- _WRITTEN INSTRUCTION_
Reproduce the listing below character for character; drop every image.

--- START OF EXTRACTED INFORMATION ---

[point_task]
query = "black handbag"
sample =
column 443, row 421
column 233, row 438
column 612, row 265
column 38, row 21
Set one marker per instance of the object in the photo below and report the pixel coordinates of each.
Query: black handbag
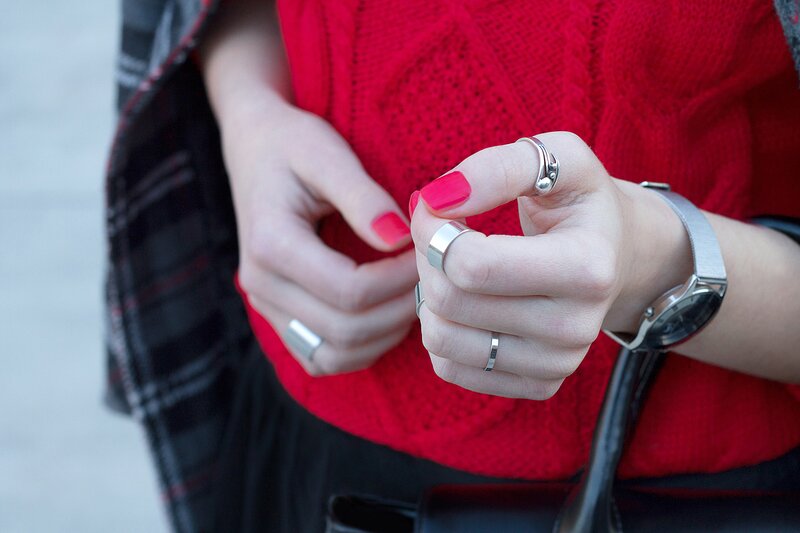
column 594, row 504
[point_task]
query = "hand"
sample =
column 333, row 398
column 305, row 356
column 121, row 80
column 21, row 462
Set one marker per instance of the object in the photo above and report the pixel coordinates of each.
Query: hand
column 592, row 254
column 288, row 169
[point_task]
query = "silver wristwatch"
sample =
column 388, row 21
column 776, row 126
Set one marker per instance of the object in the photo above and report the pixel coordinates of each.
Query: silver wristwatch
column 683, row 310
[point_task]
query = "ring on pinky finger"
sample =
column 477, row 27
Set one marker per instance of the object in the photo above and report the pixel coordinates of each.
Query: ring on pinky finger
column 473, row 347
column 495, row 383
column 329, row 358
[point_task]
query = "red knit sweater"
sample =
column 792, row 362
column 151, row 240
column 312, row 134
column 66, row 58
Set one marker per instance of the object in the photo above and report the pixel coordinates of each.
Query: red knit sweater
column 698, row 94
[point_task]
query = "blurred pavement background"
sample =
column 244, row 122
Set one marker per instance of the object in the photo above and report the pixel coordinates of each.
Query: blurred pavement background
column 66, row 462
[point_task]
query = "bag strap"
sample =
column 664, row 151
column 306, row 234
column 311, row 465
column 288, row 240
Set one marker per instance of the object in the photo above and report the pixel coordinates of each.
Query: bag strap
column 589, row 506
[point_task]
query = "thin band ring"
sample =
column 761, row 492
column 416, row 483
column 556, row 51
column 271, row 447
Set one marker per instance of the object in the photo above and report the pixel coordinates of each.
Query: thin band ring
column 493, row 352
column 303, row 340
column 547, row 175
column 441, row 241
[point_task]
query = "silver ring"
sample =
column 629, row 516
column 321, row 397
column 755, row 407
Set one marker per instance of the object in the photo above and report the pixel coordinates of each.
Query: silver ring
column 303, row 340
column 547, row 175
column 441, row 240
column 493, row 353
column 419, row 299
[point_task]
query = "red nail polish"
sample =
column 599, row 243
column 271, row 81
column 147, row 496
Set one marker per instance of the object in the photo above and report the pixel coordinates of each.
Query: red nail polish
column 446, row 191
column 412, row 203
column 390, row 227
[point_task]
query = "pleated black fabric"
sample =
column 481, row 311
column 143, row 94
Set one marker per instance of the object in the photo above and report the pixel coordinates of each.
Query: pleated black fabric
column 280, row 464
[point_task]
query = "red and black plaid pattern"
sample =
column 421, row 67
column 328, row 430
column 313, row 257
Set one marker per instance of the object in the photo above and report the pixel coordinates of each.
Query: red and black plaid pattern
column 176, row 327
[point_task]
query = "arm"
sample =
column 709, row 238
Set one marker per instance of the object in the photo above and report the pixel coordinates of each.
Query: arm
column 243, row 61
column 595, row 253
column 288, row 169
column 757, row 329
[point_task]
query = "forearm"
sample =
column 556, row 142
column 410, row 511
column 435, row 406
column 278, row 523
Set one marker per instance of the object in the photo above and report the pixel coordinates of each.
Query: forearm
column 757, row 329
column 243, row 60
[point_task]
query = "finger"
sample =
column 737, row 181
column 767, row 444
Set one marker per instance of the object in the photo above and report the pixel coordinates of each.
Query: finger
column 515, row 355
column 334, row 174
column 344, row 329
column 296, row 252
column 495, row 383
column 330, row 359
column 559, row 322
column 568, row 262
column 499, row 174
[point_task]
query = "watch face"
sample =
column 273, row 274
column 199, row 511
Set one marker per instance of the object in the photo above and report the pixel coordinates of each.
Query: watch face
column 684, row 318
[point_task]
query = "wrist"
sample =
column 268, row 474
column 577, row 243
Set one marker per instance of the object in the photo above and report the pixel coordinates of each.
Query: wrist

--- END OF EXTRACTED INFORMATION ---

- _SOLUTION_
[point_task]
query = "black handbag"
sample =
column 443, row 421
column 233, row 438
column 612, row 265
column 38, row 21
Set one marker per instance of the object in the photo below and report the pixel coordinates of each.
Query: black handbag
column 594, row 504
[point_task]
query = "hand"
sample =
column 333, row 398
column 305, row 356
column 121, row 80
column 21, row 462
Set one marker per instance of the object in the photo above and report the pixel coordinates of each.
Query: hand
column 592, row 254
column 288, row 169
[point_task]
query = "silver wristwatch"
sample =
column 388, row 21
column 776, row 126
Set one marker per instance of the object in the photo above and report the pixel coordinates of each.
Query: silver wristwatch
column 683, row 310
[point_task]
query = "ring on pinky finger"
sample =
column 477, row 27
Set one marker per instance of the object in the photo above and report the pixel coordinates of each.
Query: ring on pinky finger
column 473, row 347
column 495, row 383
column 329, row 358
[point_task]
query = "red knit sweater"
sample =
column 792, row 362
column 151, row 240
column 312, row 134
column 66, row 58
Set one marker per instance of the object in the photo above and report the pixel coordinates of each.
Query: red knit sweater
column 698, row 94
[point_task]
query = "blurred pavement background"
sample =
column 244, row 122
Set one marker per instance of the object in the photo above and report the pixel coordinates of each.
Query: blurred pavement background
column 66, row 462
[point_task]
query = "bag strap"
sample =
column 664, row 151
column 306, row 234
column 311, row 465
column 288, row 240
Set one marker per instance of the object in the photo above and report the pixel coordinates of each.
Query: bag strap
column 589, row 506
[point_task]
query = "thin band ring"
sample =
column 761, row 492
column 416, row 483
column 556, row 51
column 271, row 447
Set one marker per instance of the object in the photo above and report the pixel coordinates of each.
Query: thin band ring
column 493, row 352
column 303, row 340
column 547, row 175
column 441, row 241
[point_task]
query = "silver ring"
sample =
column 629, row 516
column 321, row 397
column 755, row 407
Set one marker per instance of the object in the photo above and report the pixel coordinates of each.
Query: silver ring
column 303, row 340
column 547, row 175
column 441, row 240
column 493, row 353
column 419, row 299
[point_task]
query = "red nail polish"
sample =
column 599, row 243
column 271, row 81
column 147, row 496
Set one marker per instance of the object in the photo above and report the pixel coordinates of each.
Query: red nail polish
column 446, row 191
column 412, row 203
column 390, row 227
[point_task]
query = "pleated black fabric"
sample =
column 481, row 311
column 143, row 94
Set one marker per instance of the object in the photo above and report the pixel coordinates of each.
Query: pleated black fabric
column 280, row 464
[point_task]
query = "red and black plaid pattern"
sample =
column 421, row 67
column 328, row 430
column 313, row 257
Set one marker per instance of the object in the photo above and report the pixel coordinates of each.
Query: red and black plaid pattern
column 176, row 327
[point_task]
query = "arm"
sample =
column 709, row 238
Set one marker per instance of the object in the photo above and report the pixel coordinates of each.
Query: arm
column 243, row 61
column 595, row 253
column 288, row 169
column 757, row 329
[point_task]
query = "forearm"
sample =
column 556, row 142
column 410, row 511
column 435, row 406
column 278, row 523
Set one marker per instance of the object in the photo above and report the pixel coordinates of each.
Query: forearm
column 757, row 329
column 243, row 60
[point_task]
query = "finger"
sample =
column 737, row 181
column 767, row 444
Set one marker per instance of the object in the photo above and report the pixel coordinates of each.
Query: finger
column 515, row 355
column 334, row 174
column 344, row 329
column 296, row 252
column 495, row 383
column 330, row 359
column 559, row 322
column 568, row 262
column 499, row 174
[point_task]
query = "watch face"
sample =
column 273, row 274
column 199, row 511
Set one marker per instance of the object in the photo above and report the pixel coordinates of each.
Query: watch face
column 684, row 318
[point_task]
query = "wrist"
sample =
column 268, row 474
column 577, row 243
Set one marker per instance of the object in the photo above and report the pixel coordinates of each.
Query: wrist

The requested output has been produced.